*Stated task:*
Identify every line in the records that contains the string "right", and copy each such line. Case counts.

Labeled point records
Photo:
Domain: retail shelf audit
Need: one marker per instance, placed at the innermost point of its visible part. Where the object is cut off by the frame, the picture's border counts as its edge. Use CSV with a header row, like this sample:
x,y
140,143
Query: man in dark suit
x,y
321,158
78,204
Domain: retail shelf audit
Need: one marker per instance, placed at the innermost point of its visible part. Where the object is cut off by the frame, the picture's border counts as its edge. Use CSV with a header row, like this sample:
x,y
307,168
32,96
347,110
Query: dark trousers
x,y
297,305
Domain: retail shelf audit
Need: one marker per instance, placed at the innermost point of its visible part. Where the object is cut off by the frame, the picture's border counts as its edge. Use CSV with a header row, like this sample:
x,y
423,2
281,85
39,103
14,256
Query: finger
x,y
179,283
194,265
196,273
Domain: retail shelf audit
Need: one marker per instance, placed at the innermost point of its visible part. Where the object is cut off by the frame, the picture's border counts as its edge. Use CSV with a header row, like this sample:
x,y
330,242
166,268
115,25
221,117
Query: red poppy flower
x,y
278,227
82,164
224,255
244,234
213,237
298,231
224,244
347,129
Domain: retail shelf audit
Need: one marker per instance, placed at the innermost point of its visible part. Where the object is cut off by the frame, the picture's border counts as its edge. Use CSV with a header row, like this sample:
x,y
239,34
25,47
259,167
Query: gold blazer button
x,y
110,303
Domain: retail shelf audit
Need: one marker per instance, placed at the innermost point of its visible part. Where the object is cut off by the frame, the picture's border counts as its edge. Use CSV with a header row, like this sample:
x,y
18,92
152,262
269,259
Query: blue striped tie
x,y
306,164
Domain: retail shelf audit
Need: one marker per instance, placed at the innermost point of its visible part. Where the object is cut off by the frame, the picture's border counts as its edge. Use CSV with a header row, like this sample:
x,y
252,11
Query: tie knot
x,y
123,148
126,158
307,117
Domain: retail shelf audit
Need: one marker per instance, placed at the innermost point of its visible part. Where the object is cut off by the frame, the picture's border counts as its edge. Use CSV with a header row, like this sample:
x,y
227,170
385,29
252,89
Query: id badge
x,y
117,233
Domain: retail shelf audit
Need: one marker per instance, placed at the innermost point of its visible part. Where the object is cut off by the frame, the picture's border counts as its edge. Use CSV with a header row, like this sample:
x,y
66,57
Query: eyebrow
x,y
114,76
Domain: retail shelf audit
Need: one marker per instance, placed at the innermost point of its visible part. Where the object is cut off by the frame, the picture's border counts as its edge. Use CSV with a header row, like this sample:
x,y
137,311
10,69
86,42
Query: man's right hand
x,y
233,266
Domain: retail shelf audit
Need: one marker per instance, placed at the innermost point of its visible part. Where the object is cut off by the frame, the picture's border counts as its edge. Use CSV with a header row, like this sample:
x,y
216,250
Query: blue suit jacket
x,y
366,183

...

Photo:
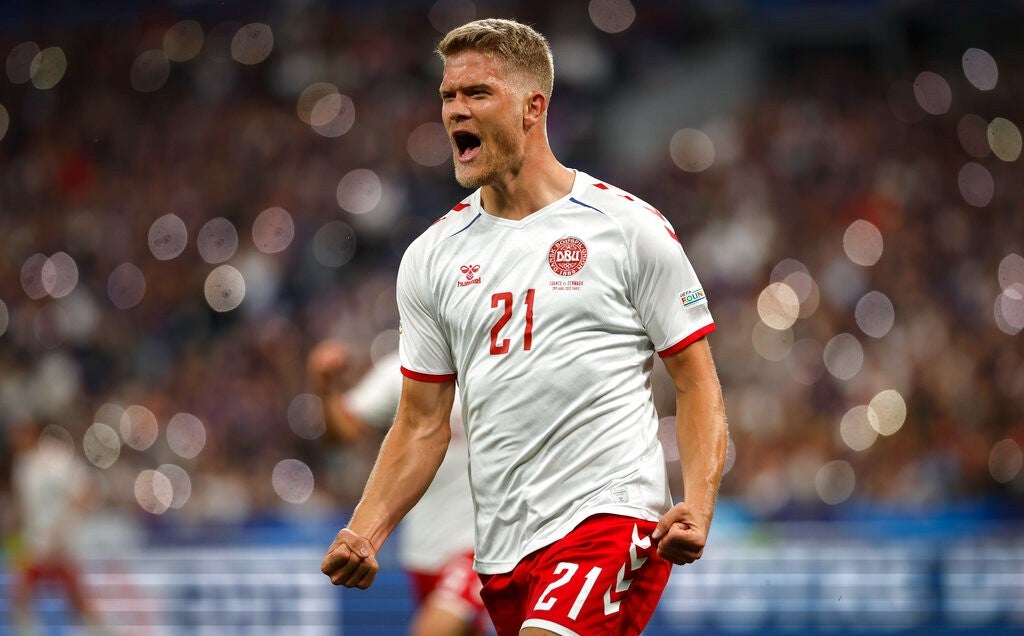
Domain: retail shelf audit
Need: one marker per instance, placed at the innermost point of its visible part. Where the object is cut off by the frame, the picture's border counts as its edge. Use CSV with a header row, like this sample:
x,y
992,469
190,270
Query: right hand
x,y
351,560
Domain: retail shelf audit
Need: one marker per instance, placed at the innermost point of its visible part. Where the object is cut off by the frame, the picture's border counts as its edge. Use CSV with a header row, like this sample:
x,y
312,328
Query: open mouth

*Written solution:*
Query: man's right hand
Query: right hand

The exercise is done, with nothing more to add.